Turn each line of the items below into a row of a Markdown table, omitting blank lines. Use two columns: Row for the line's number and Text for the line.

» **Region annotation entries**
● ● ● ● ●
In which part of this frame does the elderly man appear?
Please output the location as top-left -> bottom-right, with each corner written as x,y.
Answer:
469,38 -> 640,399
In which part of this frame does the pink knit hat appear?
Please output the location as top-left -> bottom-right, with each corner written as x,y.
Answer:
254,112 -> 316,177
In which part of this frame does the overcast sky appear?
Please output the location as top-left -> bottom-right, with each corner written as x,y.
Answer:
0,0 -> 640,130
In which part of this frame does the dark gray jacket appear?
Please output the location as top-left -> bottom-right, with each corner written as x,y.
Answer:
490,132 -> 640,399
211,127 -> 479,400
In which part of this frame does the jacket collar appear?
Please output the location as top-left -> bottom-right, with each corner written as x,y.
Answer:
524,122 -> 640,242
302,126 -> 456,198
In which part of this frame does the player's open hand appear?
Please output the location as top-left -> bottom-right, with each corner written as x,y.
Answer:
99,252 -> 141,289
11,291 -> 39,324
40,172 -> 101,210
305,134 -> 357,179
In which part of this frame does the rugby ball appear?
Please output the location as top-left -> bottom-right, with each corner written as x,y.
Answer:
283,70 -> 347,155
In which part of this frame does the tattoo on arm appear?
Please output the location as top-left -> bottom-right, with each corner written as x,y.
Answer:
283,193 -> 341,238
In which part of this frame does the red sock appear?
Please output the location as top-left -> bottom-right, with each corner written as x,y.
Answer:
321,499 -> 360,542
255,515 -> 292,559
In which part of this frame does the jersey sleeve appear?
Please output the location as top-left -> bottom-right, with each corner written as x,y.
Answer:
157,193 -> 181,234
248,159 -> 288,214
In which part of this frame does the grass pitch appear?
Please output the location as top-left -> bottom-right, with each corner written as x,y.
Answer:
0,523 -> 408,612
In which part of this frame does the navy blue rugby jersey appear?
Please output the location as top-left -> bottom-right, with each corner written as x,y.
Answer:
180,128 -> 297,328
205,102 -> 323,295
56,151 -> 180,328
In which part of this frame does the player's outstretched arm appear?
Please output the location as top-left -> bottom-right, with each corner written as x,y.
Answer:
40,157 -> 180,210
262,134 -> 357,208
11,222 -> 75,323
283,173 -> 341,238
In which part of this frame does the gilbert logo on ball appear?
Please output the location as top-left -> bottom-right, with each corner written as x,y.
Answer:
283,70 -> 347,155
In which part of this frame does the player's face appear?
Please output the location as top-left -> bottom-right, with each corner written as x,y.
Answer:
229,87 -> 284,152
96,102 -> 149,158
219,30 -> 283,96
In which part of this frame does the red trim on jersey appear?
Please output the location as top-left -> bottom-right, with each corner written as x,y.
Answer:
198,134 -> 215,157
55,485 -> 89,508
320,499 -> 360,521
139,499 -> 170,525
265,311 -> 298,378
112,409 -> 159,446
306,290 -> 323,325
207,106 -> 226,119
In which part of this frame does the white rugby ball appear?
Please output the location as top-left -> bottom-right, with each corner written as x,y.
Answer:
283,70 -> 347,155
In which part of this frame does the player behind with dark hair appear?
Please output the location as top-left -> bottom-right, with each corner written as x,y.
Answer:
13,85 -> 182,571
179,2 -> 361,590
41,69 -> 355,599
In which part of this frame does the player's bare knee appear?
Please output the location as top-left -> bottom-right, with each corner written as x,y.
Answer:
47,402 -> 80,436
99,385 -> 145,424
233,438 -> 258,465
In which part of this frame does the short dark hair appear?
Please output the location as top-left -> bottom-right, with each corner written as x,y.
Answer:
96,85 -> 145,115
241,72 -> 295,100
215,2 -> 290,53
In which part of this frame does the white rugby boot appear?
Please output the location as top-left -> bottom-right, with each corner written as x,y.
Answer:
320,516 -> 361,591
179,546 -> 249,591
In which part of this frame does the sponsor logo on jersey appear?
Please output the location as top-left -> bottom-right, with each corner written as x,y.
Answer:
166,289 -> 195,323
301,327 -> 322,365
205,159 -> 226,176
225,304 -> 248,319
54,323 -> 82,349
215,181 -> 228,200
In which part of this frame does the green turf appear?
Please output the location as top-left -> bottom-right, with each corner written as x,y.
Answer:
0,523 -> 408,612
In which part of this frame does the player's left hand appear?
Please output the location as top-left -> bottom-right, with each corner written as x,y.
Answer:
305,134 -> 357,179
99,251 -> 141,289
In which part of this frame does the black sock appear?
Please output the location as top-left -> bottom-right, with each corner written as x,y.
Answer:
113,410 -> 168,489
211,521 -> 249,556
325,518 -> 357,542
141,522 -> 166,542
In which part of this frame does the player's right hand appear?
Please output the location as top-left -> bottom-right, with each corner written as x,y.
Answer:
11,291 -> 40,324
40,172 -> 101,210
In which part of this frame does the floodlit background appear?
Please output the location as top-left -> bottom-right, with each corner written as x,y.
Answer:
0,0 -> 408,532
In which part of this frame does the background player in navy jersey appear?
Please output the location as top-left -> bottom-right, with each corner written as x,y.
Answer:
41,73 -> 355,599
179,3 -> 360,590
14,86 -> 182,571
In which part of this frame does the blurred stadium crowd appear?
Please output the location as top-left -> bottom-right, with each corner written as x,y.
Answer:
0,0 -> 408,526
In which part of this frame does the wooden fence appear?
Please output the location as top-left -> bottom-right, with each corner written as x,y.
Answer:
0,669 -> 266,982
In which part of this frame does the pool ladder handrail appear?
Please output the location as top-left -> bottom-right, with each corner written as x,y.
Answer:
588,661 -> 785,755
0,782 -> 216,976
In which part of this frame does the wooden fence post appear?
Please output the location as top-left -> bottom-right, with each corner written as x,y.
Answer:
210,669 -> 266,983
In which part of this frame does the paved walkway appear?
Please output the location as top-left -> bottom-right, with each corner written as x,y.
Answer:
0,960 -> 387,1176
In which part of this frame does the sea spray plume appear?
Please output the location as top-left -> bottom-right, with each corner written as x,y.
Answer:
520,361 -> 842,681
● ● ● ● ●
» **EXPECTED ANSWER**
| Row | Text |
|---|---|
| 1 | In which part of this frame does the elderly man appear? |
| 2 | Please output the location as top-left -> bottom-right, with each corner written as x,y. |
| 3 | Answer: |
| 4 | 469,38 -> 640,399 |
| 5 | In which part of this frame does the pink knit hat appear? |
| 6 | Please output the location as top-left -> bottom-right, with each corner written as x,y. |
| 7 | Answer: |
| 8 | 254,112 -> 316,177 |
| 9 | In which part of this frame does the overcast sky appear? |
| 10 | Please output the location as top-left -> bottom-right, with each corner written as x,y. |
| 11 | Answer: |
| 12 | 0,0 -> 640,130 |
| 13 | In which part of this frame does the dark gray jacket appear? |
| 14 | Please output the location as top-left -> bottom-right, with each corner written as x,y. |
| 15 | Answer: |
| 16 | 490,132 -> 640,399 |
| 17 | 211,127 -> 479,400 |
| 18 | In which part of this frame does the jacket collar appear? |
| 19 | Please output the location as top-left -> bottom-right, with each corner written as x,y. |
| 20 | Answer: |
| 21 | 524,122 -> 640,242 |
| 22 | 302,126 -> 456,198 |
| 23 | In which part of this frame does the player's open hand appear? |
| 24 | Please output the location as top-left -> bottom-right, with each corner written as x,y. |
| 25 | Answer: |
| 26 | 99,252 -> 141,289 |
| 27 | 11,291 -> 39,324 |
| 28 | 40,172 -> 101,210 |
| 29 | 305,134 -> 357,179 |
| 30 | In which part of this frame does the rugby ball appear? |
| 31 | Please output the location as top-left -> bottom-right, with each corner written as x,y. |
| 32 | Answer: |
| 33 | 283,70 -> 347,155 |
| 34 | In which part of this frame does the tattoo on arm appear? |
| 35 | Please output the location as top-left -> bottom-right, with each corner written as x,y. |
| 36 | Answer: |
| 37 | 283,193 -> 341,238 |
| 38 | In which part of this frame does the red sock appear? |
| 39 | Please output the location as top-left -> bottom-right, with each corner written as x,y. |
| 40 | Answer: |
| 41 | 321,499 -> 360,542 |
| 42 | 255,515 -> 292,559 |
| 43 | In which part of this frame does the jersey sleeve appear? |
| 44 | Please output the location as top-left -> bottom-right, with each corner written as x,y. |
| 45 | Answer: |
| 46 | 157,193 -> 181,234 |
| 47 | 248,159 -> 288,214 |
| 48 | In which part of this frame does the grass pitch appear? |
| 49 | Please output the location as top-left -> bottom-right, with each corner written as x,y. |
| 50 | Answer: |
| 51 | 0,523 -> 408,612 |
| 52 | In which part of this frame does the navy blue rugby jersey appear? |
| 53 | Please output the location as top-left -> bottom-right, with each corner written as x,y. |
| 54 | Answer: |
| 55 | 180,128 -> 297,328 |
| 56 | 205,102 -> 323,295 |
| 57 | 56,151 -> 180,328 |
| 58 | In which part of this frame does the player's outstretched arm appear? |
| 59 | Please output the location as top-left -> bottom-right, with each corner written as x,y. |
| 60 | Answer: |
| 61 | 40,157 -> 180,210 |
| 62 | 262,134 -> 357,208 |
| 63 | 11,222 -> 75,323 |
| 64 | 283,173 -> 341,238 |
| 65 | In which part of this frame does the gilbert logo on ball appear? |
| 66 | Please output the location as top-left -> bottom-right, with each corner written as x,y. |
| 67 | Answer: |
| 68 | 283,70 -> 347,155 |
| 69 | In which part of this frame does the player's face appear? |
| 70 | Please output the location as top-left -> bottom-right, with each corner written as x,y. |
| 71 | Answer: |
| 72 | 229,87 -> 284,152 |
| 73 | 96,102 -> 149,158 |
| 74 | 219,30 -> 283,96 |
| 75 | In which part of this frame does the red trim on jersey appear? |
| 76 | Please output the location as top-left -> bottom-right, with each corner written as x,y. |
| 77 | Answer: |
| 78 | 198,134 -> 215,157 |
| 79 | 55,485 -> 89,508 |
| 80 | 320,499 -> 360,521 |
| 81 | 139,499 -> 170,525 |
| 82 | 265,311 -> 298,378 |
| 83 | 112,409 -> 159,446 |
| 84 | 306,290 -> 323,325 |
| 85 | 207,106 -> 226,119 |
| 86 | In which part of this frame does the white rugby ball appear? |
| 87 | Please output the location as top-left -> bottom-right, with each corner written as x,y. |
| 88 | Answer: |
| 89 | 283,70 -> 347,155 |
| 90 | In which part of this frame does the player behind with dark hair appear? |
| 91 | Please output the location as top-left -> bottom-right, with each corner written as x,y. |
| 92 | Answer: |
| 93 | 13,85 -> 182,571 |
| 94 | 179,2 -> 361,590 |
| 95 | 41,69 -> 355,599 |
| 96 | In which part of this frame does the player's bare knee appear? |
| 97 | Please output the location as top-left -> bottom-right, with each corner written as x,y. |
| 98 | Answer: |
| 99 | 47,402 -> 80,436 |
| 100 | 99,385 -> 145,424 |
| 101 | 233,438 -> 258,465 |
| 102 | In which part of this frame does the short dark hair appear? |
| 103 | Please output the location as top-left -> bottom-right, with each corner written as x,y. |
| 104 | Answer: |
| 105 | 96,85 -> 145,115 |
| 106 | 241,72 -> 295,100 |
| 107 | 215,2 -> 290,53 |
| 108 | In which part of this frame does the white rugby boot appear? |
| 109 | Please output the location as top-left -> bottom-right, with each corner written as x,y. |
| 110 | Answer: |
| 111 | 320,516 -> 361,591 |
| 112 | 179,546 -> 249,591 |
| 113 | In which part of this frame does the sponsor logo on jersey appear? |
| 114 | Please output the location as top-left -> bottom-right, with each corner written as x,y. |
| 115 | Answer: |
| 116 | 166,289 -> 195,323 |
| 117 | 301,327 -> 322,365 |
| 118 | 205,159 -> 226,176 |
| 119 | 225,304 -> 248,319 |
| 120 | 54,323 -> 82,349 |
| 121 | 215,181 -> 228,200 |
| 122 | In which part of this frame does the green turf appear? |
| 123 | Please output the location as top-left -> bottom-right, with each corner written as x,y. |
| 124 | Answer: |
| 125 | 0,523 -> 408,612 |
| 126 | In which part of this frame does the player's left hand appear? |
| 127 | Please output the location as top-left -> bottom-right, with each corner written as x,y. |
| 128 | Answer: |
| 129 | 305,134 -> 357,179 |
| 130 | 99,251 -> 141,289 |
| 131 | In which part of this frame does the black sock appear? |
| 132 | Please output the location as top-left -> bottom-right, with each corner written as x,y. |
| 133 | Answer: |
| 134 | 113,410 -> 168,489 |
| 135 | 211,521 -> 249,556 |
| 136 | 325,518 -> 357,542 |
| 137 | 141,522 -> 166,542 |
| 138 | In which part of this frame does the player's right hand appear? |
| 139 | Please output the location as top-left -> bottom-right, with each corner written as x,y. |
| 140 | Answer: |
| 141 | 11,291 -> 40,324 |
| 142 | 40,172 -> 101,210 |
| 143 | In which part of this frame does the floodlit background appear? |
| 144 | Please output the location as top-left -> bottom-right, with each corner written as x,y. |
| 145 | Answer: |
| 146 | 0,0 -> 408,532 |
| 147 | In which part of this frame does the background player in navy jersey appear? |
| 148 | Please output the location as top-left -> bottom-right, with each corner written as x,y. |
| 149 | Answer: |
| 150 | 41,73 -> 355,599 |
| 151 | 179,3 -> 360,590 |
| 152 | 14,86 -> 182,571 |
| 153 | In which part of this frame does the blurred stadium crowd appear? |
| 154 | Please output the location as top-left -> bottom-right, with each corner written as x,y. |
| 155 | Answer: |
| 156 | 0,0 -> 408,526 |
| 157 | In which part of this frame does the wooden fence appear? |
| 158 | Please output the location as top-left -> bottom-right, with each corner written as x,y. |
| 159 | Answer: |
| 160 | 0,669 -> 266,982 |
| 161 | In which part of this frame does the pool ladder handrail appear? |
| 162 | Please output the location as top-left -> bottom-right, with each corner written as x,y. |
| 163 | Answer: |
| 164 | 588,661 -> 785,755 |
| 165 | 0,782 -> 216,976 |
| 166 | In which part of this frame does the wooden fence post appear? |
| 167 | Please output the location as top-left -> bottom-right, with each corner written as x,y. |
| 168 | Answer: |
| 169 | 210,669 -> 266,983 |
| 170 | In which part of this frame does the paved walkway appear? |
| 171 | Please output the location as top-left -> bottom-right, with each corner written as x,y. |
| 172 | Answer: |
| 173 | 0,960 -> 387,1176 |
| 174 | In which part of this frame does the sea spray plume appear? |
| 175 | Please output the location as top-left -> bottom-right, with each corner written as x,y. |
| 176 | Answer: |
| 177 | 520,361 -> 842,681 |